Firstly, let's look over all the games that came to Linux in 2019. As usual, very little AAA support but that doesn't mean we don't get awesome experiences. We've had a huge amount of quality games, which is the important thing. Not including those currently in Early Access, here's a few random picks we've had released this year for Linux: Abandon Ship, AI War 2, Shadow of the Tomb Raider Definitive Edition, DiRT 4, Total War: THREE KINGDOMS, Sky Racket, Rise to Ruins, Indivisible, Stygian: Reign of the Old Ones, Jenny LeClue - Detectivu, Police Stories, Overland, Devader, Dicey Dungeons, Oxygen Not Included, Streets of Rogue, Mosaic, The Eternal Castle: Remastered, Mindustry, Slay the Spire and so on.

Listing "good" games released across a year is always highly subjective of course, your list will be vastly different to my own and there's plenty I will have completely forgotten about. Tons that arrived in Early Access too throughout 2019 that are worthy of mentioning like Jupiter Hell, Monster Sanctuary, Wildermyth and Volcanoids.

Watching how stores evolved over this year has been interesting. Epic Games have been throwing out free games constantly, pulling in plenty of exclusives but they still have no plans to support Linux. Epic did throw us a little bone by giving Lutris some funding, that was great for them, but a drop in the ocean for Epic overall.

The other side is Valve with Steam, still continuing to put resources into making Linux gaming better. Not just with Steam Play Proton, but the recent Steam Runtime Container system which should eventually help reduce QA time/cost for developers who do want to support Linux. The ACO shader compiler (original announcement) for AMD GPUs is another big Valve project to make gaming on Linux smoother again.

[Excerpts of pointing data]
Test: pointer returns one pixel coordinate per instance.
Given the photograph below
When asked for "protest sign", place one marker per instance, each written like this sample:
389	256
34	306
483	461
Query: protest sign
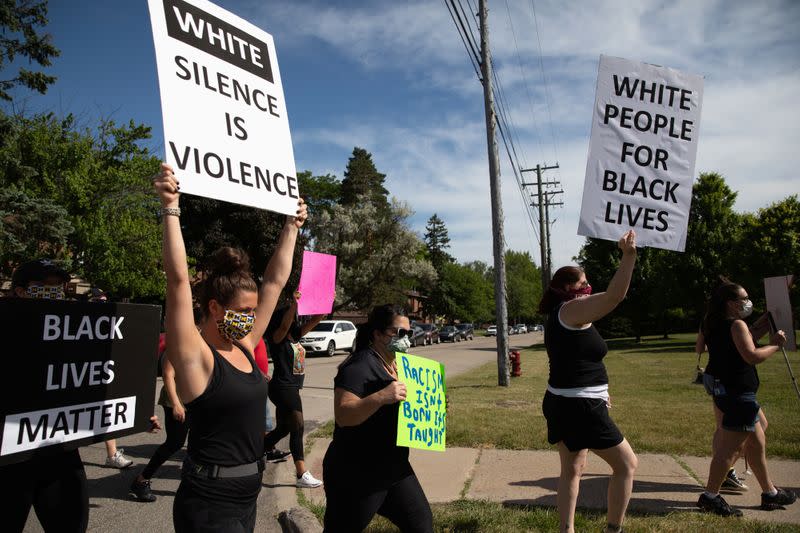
75	373
642	153
317	285
776	290
226	132
422	422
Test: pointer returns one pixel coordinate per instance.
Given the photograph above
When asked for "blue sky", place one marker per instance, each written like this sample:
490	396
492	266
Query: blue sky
394	78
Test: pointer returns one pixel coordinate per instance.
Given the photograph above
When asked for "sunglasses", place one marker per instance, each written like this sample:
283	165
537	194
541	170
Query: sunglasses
400	332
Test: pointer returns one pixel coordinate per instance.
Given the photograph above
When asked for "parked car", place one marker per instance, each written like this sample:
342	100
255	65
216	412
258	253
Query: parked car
450	333
467	331
329	336
431	333
418	336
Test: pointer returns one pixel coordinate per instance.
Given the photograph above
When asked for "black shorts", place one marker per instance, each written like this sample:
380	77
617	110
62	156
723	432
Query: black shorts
580	423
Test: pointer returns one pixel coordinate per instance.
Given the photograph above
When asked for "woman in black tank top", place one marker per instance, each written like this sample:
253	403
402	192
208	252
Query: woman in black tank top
217	379
575	404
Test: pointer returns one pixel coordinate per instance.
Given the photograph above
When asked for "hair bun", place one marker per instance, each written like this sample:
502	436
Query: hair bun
228	260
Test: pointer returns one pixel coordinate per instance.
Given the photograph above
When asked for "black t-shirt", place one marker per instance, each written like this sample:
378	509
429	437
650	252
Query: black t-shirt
226	422
366	456
575	356
726	363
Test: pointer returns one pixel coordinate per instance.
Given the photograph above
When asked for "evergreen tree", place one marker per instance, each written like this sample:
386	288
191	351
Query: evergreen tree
362	181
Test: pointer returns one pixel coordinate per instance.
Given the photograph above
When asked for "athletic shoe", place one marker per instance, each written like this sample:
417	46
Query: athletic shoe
777	501
275	454
141	491
732	482
717	505
307	481
118	461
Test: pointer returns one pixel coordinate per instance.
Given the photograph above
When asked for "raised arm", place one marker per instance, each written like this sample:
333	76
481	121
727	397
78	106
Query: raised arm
193	366
350	410
582	311
277	272
743	340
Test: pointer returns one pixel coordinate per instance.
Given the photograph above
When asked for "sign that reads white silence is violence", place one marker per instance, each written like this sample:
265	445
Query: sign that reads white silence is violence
226	132
642	153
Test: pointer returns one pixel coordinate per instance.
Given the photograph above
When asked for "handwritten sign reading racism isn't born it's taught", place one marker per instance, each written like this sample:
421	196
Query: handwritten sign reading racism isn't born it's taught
422	422
226	132
641	154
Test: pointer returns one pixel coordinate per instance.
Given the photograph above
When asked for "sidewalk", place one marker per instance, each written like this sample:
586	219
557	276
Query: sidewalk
662	483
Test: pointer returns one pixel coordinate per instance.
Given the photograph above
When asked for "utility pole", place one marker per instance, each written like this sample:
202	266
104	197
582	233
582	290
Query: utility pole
501	313
544	228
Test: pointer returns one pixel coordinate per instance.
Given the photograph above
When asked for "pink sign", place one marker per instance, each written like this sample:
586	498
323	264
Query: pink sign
317	284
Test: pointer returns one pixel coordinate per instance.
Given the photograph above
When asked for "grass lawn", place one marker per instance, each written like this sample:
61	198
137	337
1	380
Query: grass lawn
655	404
654	401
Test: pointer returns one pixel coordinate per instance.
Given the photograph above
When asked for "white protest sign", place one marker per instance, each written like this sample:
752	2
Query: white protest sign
226	132
642	153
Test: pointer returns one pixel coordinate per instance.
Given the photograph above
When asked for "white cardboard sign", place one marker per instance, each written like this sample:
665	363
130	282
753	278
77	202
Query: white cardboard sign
226	131
642	153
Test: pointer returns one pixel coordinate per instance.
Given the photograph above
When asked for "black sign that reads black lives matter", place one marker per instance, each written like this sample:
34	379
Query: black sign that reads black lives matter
74	373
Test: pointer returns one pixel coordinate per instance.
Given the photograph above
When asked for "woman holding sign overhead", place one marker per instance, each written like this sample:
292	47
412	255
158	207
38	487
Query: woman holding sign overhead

## Exercises
**1.** Which games does the 2019 Linux gaming overview name as Early Access arrivals worth mentioning?
**2.** Duplicate the passage of the Linux gaming overview from "Watching how stores" to "for Epic overall.".
**3.** Could you pick up the overview of Linux gaming in 2019 after its last sentence and keep writing?

## Exercise answers
**1.** Jupiter Hell, Monster Sanctuary, Wildermyth, Volcanoids

**2.**
Watching how stores evolved over this year has been interesting. Epic Games have been throwing out free games constantly, pulling in plenty of exclusives but they still have no plans to support Linux. Epic did throw us a little bone by giving Lutris some funding, that was great for them, but a drop in the ocean for Epic overall.

**3.**
The elephant in the room is of course the Linux gaming market share, at least when looking at the available percentages that Steam offers in their monthly hardware survey. We're still small, we are a niche market and we're going to remain that way likely for some time. Silver lining there though, somewhat, is that the Linux market share is mostly stable. How can we push it further? Marketing. We need more marketing and better marketing. That, plus Linux being available on more machines at top vendors. Those two things really are needed to help push it.

Sadly, this year we saw a few games drop Linux support entirely with Rust, Natural Selection 2, Forager and Throne of Lies. Not many, but even one dropping support is not good.

However, don't get too down about the above point. There's a huge amount of moving pieces, certainly when it comes to the future of Linux gaming. Right now, if you truly don't care about any details and just want to play games on Linux—you've never had it better. We have Steam Play, enabling Proton (and other tools like Boxtron) to run games through Steam not designed for Linux like Halo: The Master Chief Collection, No Man's Sky, Elite Dangerous, Deep Rock Galactic and plenty more. Wine also came along tremendously and when paired with DXVK/D9VK, even more games can be played easily on Linux like Overwatch.

I don't personally think Steam Play Proton/Wine should ever replace proper support, to make that clear. The last thing we need is more lock-in because developers end up seeing less of a point in using cross-platform tech and open APIs. For now though, while we're a niche, Steam Play Proton and Wine fill a big gap and they're definitely important for that. The most important part of Steam Play Proton, is people not losing access to their older Windows-only library when moving to Linux. Eventually when more people try out Linux and enjoy the experience and the market share rises as a result, then we can look to get proper support from more developers. Until then, be sure you keep supporting those who do put out Linux versions of their games.

We also have the rise of streaming platforms like Google Stadia further taking away barriers to playing bigger titles on Linux. There's also whatever Steam Cloud Gaming turns out to be, that's going to be very exciting to find out more on. Hopefully Valve won't keep us waiting too long on it. Streaming platforms still have a long way to go though, and they have their own barriers of entry (especially internet speeds and bandwidth).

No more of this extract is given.